----- Document segment
The building itself, Manfredi continues, “is almost square in plan, out of which is hollowed an atrium that serves as the town square for the whole campus, the agora for ideas.” Throwing off the rectangular footprint slightly, the east facade describes a long, shallow curve that follows the arc of the adjacent garden—one of five green spaces by landscape architect Mikyoung Kim that connect in a DNA-inspired double helix, a near 7-acre expanse that gives the campus its name.
As for the atrium, it’s also strikingly expansive: 12,000 square feet of limestone-clad floor space topped by an almost equally large ceramic fritted glass skylight nearly 75 feet above. Fronted by deep balcony corridors, three encircling tiers of glass-walled laboratories and administrative offices overlook the huge volume, which is crisscrossed by a bridge and staircases linking the floors. Transparency and connectivity are more than metaphors here.
Thanks to bleacher seating and a podium backed by a giant video screen, the atrium accommodates educational and cultural events, while oak slats covering the walls and balcony undersides bring warmth and texture to the imposing venue, as do the poured-in-place concrete walls surrounding the reception area. Dedicating so much cubic footage to an atrium might seem counterintuitive but, flooded with daylight, its vast dimensions and natural surfaces animate the whole building. “You walk in, and the generosity of light and space become palpable,” Lowrey observes. “The materials bring a human touch to the scale, making the huge volume feel approachable and reassuring.”
The second and third stories contain the joint laboratories and adjacent administrative areas. The fourth floor houses the TMC executive suite—a low key–luxe environment of glossy whites and silver grays offset by marble flooring and wood or suede paneling—partner-institution offices, and the James P. Allison Institute, a 14,000-square-foot cancer research lab named for the resident Nobel laureate. Furniture throughout is clean and modern, with a representative sampling of blue-chip pieces by Jasper Morrison, MUT Design, Luca Nichetto, and other contemporary luminaries.
As befits a medical center, the LEED Gold–certified TMC3 building places a premium on the health and well-being of its occupants, most conspicuously by maximizing the physical relationship between the interiors and the natural world. “When we began discussing our involvement with Helix Park back in 2019,” Manfredi recalls, “one of the first things I said was that the outdoor spaces are as important as the indoor ones.” The curving east facade hosts an amphitheater-like array of staggered terraces—sun-drenched, lushly planted, and furnished with pristine-white tables and chairs by Lievore Altherr Molina and Richard Schultz, they are an irresistibly welcoming al fresco amenity. And, of course, the ground floor offers immediate access to the green park where in good weather research teams can hold meetings under a canopy of shade trees. “People are not just working out there—they can have lunch together or a beer on Friday after work or movie nights and kite festivals,” Manfredi concludes. “Making all those connections with colleagues and their families in a low-pressure, natural environment will accelerate the science.”
----------
----- Dataset content
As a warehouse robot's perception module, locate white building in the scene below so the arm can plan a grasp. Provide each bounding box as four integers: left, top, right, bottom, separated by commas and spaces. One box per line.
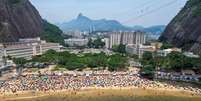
----------
▶ Exercises to complete
A – According to the passage on the TMC3 building, how large is the floor space of the atrium?
B – Reproduce the passage on the TMC3 building from "The building itself, Manfredi" to "campus its name.", substituting "meeting place" for "town square".
C – Summarize the passage on the TMC3 building in two sentences.
The listing was taken from a different source than the passage.

▶ Task-by-task answers
A – 12,000 square feet

B –
The building itself, Manfredi continues, “is almost square in plan, out of which is hollowed an atrium that serves as the meeting place for the whole campus, the agora for ideas.” Throwing off the rectangular footprint slightly, the east facade describes a long, shallow curve that follows the arc of the adjacent garden—one of five green spaces by landscape architect Mikyoung Kim that connect in a DNA-inspired double helix, a near 7-acre expanse that gives the campus its name.

C – The nearly square TMC3 building is organized around a vast, daylit atrium overlooked by three tiers of glass-walled laboratories and offices, and the atrium hosts educational and cultural events amid oak and concrete surfaces. The LEED Gold–certified building emphasizes occupant well-being through planted terraces on its curving east facade and direct access to the park, where Manfredi says outdoor connections among colleagues will accelerate the science.